→ **Requests**:
**1.** In the schema-versioning text, in which situation does the choice between the two patterns matter?
**2.** From the schema-versioning text, copy out word for word the stretch from "## Rolling out" through "in the mesh.".

→ **Source text**:
■ ■ ■ ■ ■ ■ ■

Existing documents in the original `cars` collection continue to sync for peers still on the old application version; they phase out as described below.

## Comparing the two patterns

Both patterns are valid choices for any breaking change. They differ in structure, not in preference:

|                                  | **Pattern 1: `schema_version` discriminator**                                                                                                        | **Pattern 2: Separate collections**                                |
| -------------------------------- | ---------------------------------------------------------------------------------------------------------------------------------------------------- | ------------------------------------------------------------------ |
| Collection name                  | Stays the same                                                                                                                                       | New collection per version                                         |
| `_id` structure                  | Composite, with `schema_version` subfield                                                                                                            | Whatever fits the collection otherwise                             |
| Subscription filter              | `WHERE _id.schema_version = N`                                                                                                                       | `FROM cars_v2`                                                     |
| Cross-collection references      | Unchanged                                                                                                                                            | Foreign-key references into the versioned collection need updating |
| Indexing during the bridge phase | A type change on an indexed field can produce wrong query results while both schemas coexist in a peer's local store (see [Indexing](/dql/indexing)) | Each version's index is isolated in its own collection — no mixing |

Pick whichever fits the change you're making. There's one case where the choice matters: if you're changing the type of an indexed field, separate collections avoid a rollout hazard that the `schema_version` approach can't.

## Rolling out the new version

Because each peer subscribes only to the versions its application code understands, **you cannot start writing new-version documents until every deployed app version can read them**. A v2 write made while some users are still on a v1-only subscription stays invisible to those users until they upgrade — they keep reading and editing the v1 copy of the data, while the v2 copy accumulates separately in the mesh.

■ ■ ■ ■ ■ ■ ■

[Point-based annotation data]
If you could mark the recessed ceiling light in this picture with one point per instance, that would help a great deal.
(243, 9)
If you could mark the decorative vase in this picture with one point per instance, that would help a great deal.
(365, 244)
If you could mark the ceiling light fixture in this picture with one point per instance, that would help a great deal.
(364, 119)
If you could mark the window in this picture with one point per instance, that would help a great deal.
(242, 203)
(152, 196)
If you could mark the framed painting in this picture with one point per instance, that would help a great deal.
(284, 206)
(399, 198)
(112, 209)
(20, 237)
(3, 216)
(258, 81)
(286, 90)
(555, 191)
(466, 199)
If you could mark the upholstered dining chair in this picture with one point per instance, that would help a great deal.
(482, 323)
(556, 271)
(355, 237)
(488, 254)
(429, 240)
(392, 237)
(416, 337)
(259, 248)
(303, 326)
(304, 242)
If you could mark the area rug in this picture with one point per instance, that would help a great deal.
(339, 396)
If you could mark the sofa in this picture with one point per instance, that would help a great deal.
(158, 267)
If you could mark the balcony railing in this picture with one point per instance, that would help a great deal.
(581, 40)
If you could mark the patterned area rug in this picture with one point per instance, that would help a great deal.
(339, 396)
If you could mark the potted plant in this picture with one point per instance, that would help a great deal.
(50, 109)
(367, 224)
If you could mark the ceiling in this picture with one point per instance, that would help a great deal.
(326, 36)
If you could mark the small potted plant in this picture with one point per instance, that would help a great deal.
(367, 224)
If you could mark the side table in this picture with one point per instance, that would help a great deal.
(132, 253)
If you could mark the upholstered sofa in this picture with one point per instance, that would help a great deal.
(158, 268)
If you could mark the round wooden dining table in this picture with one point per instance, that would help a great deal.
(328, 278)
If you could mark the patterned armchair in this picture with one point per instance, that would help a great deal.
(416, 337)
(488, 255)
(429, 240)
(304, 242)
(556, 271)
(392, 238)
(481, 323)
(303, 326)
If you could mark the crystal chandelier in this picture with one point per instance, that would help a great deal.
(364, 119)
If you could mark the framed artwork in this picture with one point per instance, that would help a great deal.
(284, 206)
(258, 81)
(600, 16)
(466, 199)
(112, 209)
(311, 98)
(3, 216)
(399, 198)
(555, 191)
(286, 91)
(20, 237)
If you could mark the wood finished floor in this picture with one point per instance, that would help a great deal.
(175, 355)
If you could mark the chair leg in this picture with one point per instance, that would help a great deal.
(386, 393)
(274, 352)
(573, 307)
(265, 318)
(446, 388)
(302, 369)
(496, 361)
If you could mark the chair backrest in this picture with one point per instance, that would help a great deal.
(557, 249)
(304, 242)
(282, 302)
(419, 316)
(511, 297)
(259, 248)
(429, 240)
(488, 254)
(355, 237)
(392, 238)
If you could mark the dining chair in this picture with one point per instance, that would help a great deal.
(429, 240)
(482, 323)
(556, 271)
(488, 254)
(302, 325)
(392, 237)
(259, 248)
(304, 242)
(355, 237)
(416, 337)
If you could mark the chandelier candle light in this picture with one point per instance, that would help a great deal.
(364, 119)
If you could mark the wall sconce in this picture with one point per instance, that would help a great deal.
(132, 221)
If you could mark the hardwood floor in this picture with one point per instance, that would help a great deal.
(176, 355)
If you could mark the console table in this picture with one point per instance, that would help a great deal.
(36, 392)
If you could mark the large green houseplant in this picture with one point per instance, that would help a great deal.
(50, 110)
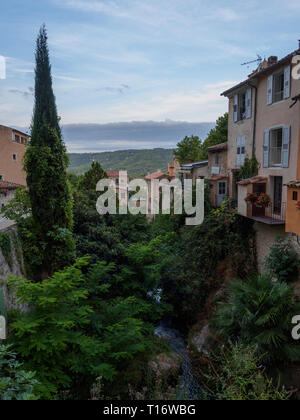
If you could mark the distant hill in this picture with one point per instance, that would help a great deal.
(136, 162)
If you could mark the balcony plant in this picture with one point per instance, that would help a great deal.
(251, 198)
(263, 200)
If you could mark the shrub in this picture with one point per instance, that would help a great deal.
(15, 383)
(283, 262)
(237, 374)
(259, 312)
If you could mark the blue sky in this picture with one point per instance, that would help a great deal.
(136, 60)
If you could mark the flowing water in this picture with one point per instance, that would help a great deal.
(189, 387)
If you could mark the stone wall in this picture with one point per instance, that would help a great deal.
(13, 264)
(265, 238)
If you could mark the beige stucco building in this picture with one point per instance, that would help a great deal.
(12, 150)
(264, 122)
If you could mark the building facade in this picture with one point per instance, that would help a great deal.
(218, 174)
(12, 149)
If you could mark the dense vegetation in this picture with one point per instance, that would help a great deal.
(97, 286)
(136, 162)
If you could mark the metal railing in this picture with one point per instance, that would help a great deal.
(272, 214)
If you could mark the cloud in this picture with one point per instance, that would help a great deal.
(119, 89)
(25, 93)
(130, 135)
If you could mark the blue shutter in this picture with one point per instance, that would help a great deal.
(235, 108)
(287, 82)
(266, 151)
(243, 152)
(270, 90)
(248, 103)
(238, 151)
(286, 146)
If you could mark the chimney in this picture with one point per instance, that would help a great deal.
(272, 60)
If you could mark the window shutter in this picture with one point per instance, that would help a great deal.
(243, 152)
(248, 103)
(287, 82)
(238, 151)
(270, 90)
(266, 150)
(286, 146)
(235, 108)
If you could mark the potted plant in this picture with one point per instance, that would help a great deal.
(263, 200)
(251, 198)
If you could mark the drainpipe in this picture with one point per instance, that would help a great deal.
(254, 118)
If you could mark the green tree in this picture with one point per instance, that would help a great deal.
(15, 382)
(237, 374)
(90, 179)
(188, 150)
(217, 135)
(260, 311)
(45, 164)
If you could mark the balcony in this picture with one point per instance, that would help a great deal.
(271, 215)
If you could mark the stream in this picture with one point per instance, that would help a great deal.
(188, 385)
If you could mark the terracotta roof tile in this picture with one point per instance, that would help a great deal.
(221, 146)
(5, 185)
(156, 175)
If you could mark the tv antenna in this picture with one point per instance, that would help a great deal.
(258, 60)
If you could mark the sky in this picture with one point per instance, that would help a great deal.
(139, 60)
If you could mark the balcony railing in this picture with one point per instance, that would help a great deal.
(271, 215)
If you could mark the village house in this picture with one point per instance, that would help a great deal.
(194, 171)
(120, 184)
(12, 149)
(264, 123)
(217, 174)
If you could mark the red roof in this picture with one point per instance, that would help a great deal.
(221, 146)
(254, 180)
(112, 174)
(156, 175)
(5, 185)
(217, 177)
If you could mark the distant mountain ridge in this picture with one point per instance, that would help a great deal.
(136, 162)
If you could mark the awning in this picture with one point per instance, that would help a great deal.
(254, 180)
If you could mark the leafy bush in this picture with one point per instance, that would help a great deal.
(259, 312)
(237, 374)
(15, 383)
(283, 261)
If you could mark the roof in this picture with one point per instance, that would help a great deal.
(254, 180)
(5, 185)
(217, 147)
(156, 175)
(217, 177)
(112, 174)
(194, 165)
(255, 74)
(295, 184)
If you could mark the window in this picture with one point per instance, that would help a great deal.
(276, 147)
(278, 86)
(241, 150)
(242, 105)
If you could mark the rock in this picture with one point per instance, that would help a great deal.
(167, 365)
(14, 266)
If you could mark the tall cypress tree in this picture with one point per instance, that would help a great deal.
(46, 162)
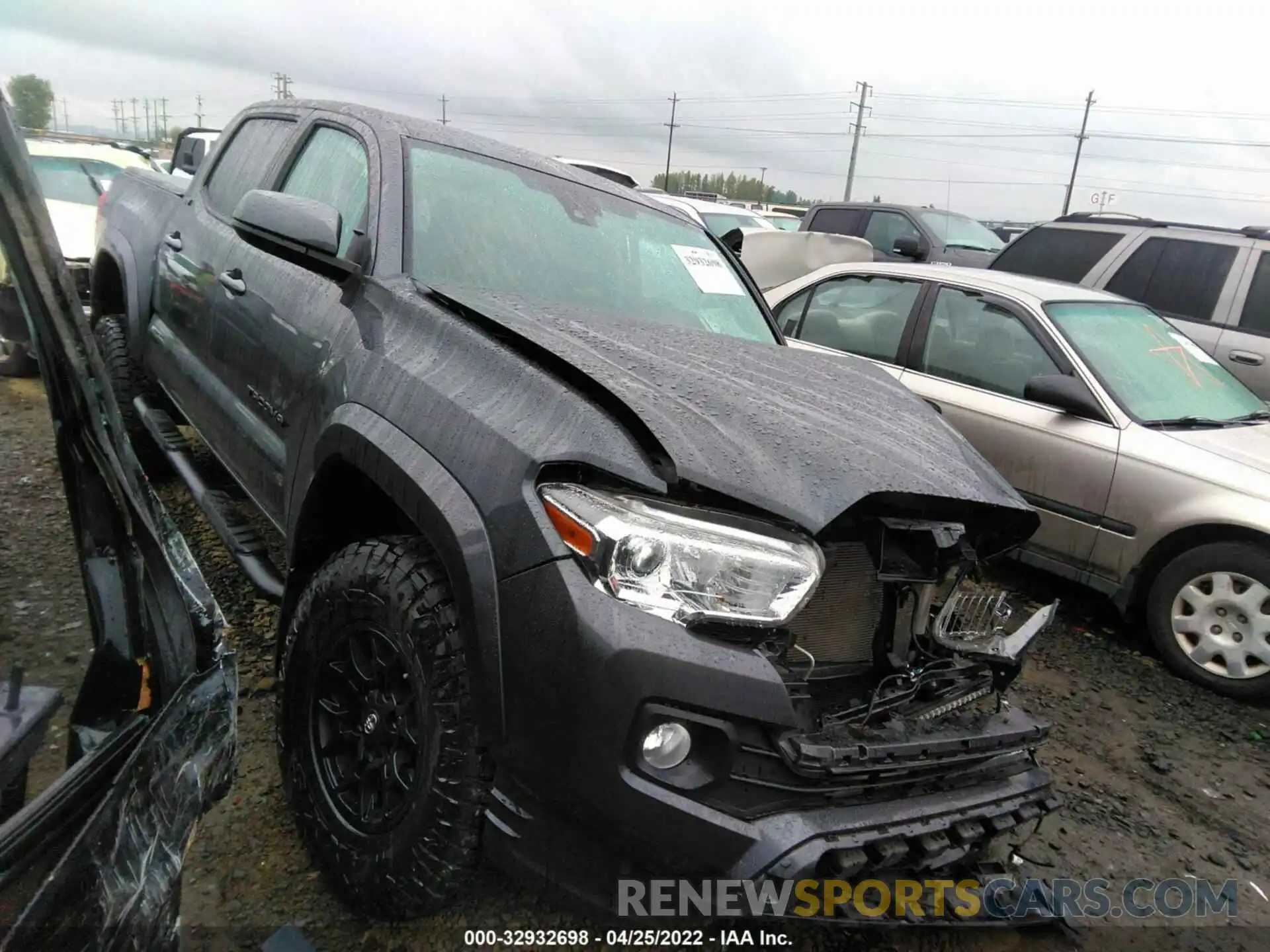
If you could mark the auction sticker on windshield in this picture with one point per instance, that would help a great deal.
(1191, 348)
(708, 270)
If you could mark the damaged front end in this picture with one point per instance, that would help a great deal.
(95, 861)
(897, 668)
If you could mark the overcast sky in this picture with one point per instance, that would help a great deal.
(976, 106)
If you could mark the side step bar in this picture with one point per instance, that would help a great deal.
(243, 541)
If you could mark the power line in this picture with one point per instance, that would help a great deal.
(669, 138)
(1080, 143)
(855, 141)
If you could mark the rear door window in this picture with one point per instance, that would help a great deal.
(837, 221)
(245, 160)
(1255, 315)
(982, 344)
(1060, 254)
(1176, 277)
(861, 315)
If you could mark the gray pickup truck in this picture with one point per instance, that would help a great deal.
(585, 569)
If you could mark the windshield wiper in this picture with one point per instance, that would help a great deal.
(1194, 423)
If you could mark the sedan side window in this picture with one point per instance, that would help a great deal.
(333, 169)
(884, 227)
(863, 315)
(974, 342)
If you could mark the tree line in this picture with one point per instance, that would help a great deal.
(745, 188)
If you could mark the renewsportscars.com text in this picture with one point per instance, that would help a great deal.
(968, 899)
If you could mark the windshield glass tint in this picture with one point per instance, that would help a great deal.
(491, 226)
(960, 231)
(1155, 371)
(65, 179)
(722, 222)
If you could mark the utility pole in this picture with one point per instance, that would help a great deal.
(1076, 161)
(669, 140)
(855, 141)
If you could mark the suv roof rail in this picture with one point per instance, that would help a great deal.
(1119, 218)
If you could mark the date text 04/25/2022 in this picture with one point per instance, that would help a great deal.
(618, 938)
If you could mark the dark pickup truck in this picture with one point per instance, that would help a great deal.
(585, 569)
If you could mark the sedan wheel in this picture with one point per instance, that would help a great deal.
(1221, 622)
(1208, 614)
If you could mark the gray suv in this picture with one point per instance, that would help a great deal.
(1212, 284)
(902, 233)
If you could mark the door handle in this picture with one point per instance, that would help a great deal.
(233, 281)
(1246, 357)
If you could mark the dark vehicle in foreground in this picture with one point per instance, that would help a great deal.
(902, 233)
(586, 571)
(95, 859)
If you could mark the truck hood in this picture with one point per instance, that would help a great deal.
(799, 434)
(75, 226)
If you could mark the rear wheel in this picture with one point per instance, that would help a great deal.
(376, 738)
(1209, 617)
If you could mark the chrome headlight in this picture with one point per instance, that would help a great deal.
(680, 565)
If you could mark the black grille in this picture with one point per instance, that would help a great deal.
(839, 623)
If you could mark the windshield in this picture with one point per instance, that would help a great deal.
(64, 179)
(722, 222)
(491, 226)
(1152, 370)
(959, 231)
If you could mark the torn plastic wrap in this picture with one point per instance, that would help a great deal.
(154, 727)
(118, 885)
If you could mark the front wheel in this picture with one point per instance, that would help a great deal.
(376, 736)
(1208, 614)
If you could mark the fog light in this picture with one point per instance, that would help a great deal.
(667, 746)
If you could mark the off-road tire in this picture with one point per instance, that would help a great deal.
(1241, 557)
(398, 586)
(128, 381)
(16, 362)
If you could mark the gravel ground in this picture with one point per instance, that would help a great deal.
(1161, 778)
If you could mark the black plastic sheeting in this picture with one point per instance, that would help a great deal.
(128, 805)
(118, 885)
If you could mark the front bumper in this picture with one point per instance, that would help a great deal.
(574, 810)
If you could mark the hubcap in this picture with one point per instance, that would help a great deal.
(1222, 621)
(367, 730)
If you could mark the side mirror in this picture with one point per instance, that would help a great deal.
(1067, 394)
(288, 221)
(910, 247)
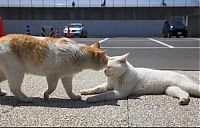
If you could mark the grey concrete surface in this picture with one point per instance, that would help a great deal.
(149, 110)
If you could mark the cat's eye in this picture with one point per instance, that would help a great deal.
(108, 67)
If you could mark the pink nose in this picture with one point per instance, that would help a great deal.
(105, 70)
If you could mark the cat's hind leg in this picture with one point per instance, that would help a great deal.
(67, 83)
(177, 92)
(52, 82)
(109, 95)
(98, 89)
(15, 79)
(2, 78)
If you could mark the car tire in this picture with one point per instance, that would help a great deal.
(85, 35)
(185, 35)
(168, 35)
(164, 35)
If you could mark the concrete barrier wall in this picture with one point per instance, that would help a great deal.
(130, 21)
(97, 28)
(96, 13)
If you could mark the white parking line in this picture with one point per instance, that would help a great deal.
(196, 39)
(103, 40)
(157, 41)
(151, 47)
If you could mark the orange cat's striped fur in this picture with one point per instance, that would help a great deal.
(51, 57)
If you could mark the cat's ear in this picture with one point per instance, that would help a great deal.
(102, 53)
(96, 45)
(123, 58)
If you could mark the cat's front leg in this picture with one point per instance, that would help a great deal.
(110, 95)
(2, 92)
(52, 82)
(177, 92)
(99, 89)
(67, 83)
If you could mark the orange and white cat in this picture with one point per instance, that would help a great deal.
(55, 58)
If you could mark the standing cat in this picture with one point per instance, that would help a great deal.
(123, 80)
(54, 58)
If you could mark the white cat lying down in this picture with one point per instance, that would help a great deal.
(124, 80)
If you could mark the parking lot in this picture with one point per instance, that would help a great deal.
(177, 54)
(157, 53)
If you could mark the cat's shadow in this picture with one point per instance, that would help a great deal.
(53, 102)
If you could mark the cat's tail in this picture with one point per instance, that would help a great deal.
(193, 89)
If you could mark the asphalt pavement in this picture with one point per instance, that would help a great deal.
(177, 54)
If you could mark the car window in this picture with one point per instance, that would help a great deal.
(75, 26)
(176, 23)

■ ■ ■ ■ ■ ■ ■

→ **Results for each task**:
**1.** It matters when you are changing the type of an indexed field.

**2.**
## Rolling out the new version

Because each peer subscribes only to the versions its application code understands, **you cannot start writing new-version documents until every deployed app version can read them**. A v2 write made while some users are still on a v1-only subscription stays invisible to those users until they upgrade — they keep reading and editing the v1 copy of the data, while the v2 copy accumulates separately in the mesh.